Your task:
Set the records down again, exactly, without their images.
======== Records for this task ========
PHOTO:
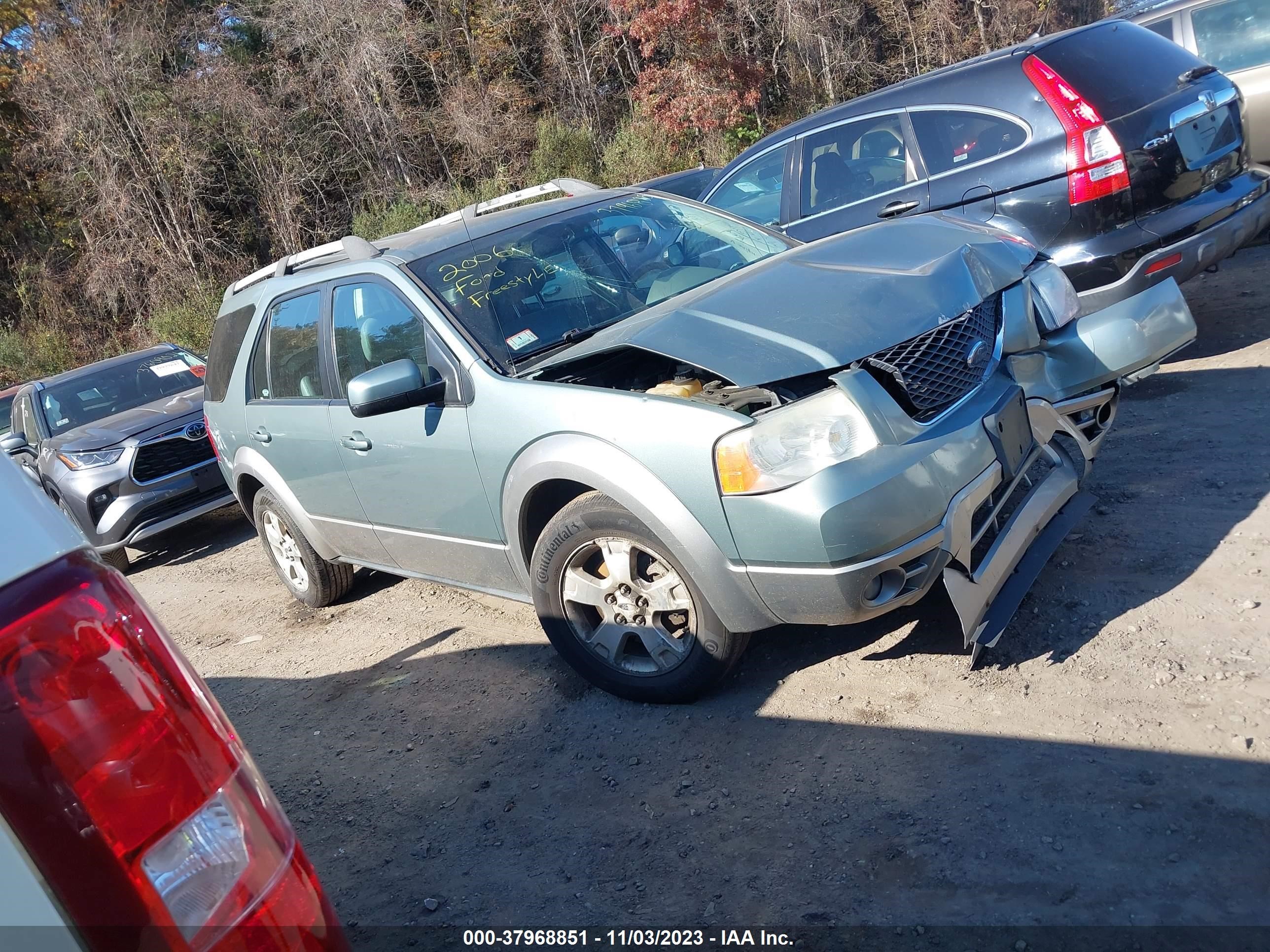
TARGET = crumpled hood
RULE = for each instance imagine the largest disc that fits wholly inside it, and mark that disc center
(159, 415)
(823, 305)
========
Response to the task:
PHOTO:
TARGET = crumpled hood
RULE = for each instance imagine the largest disc that fits wholly inside it, and mark that disc center
(159, 415)
(823, 305)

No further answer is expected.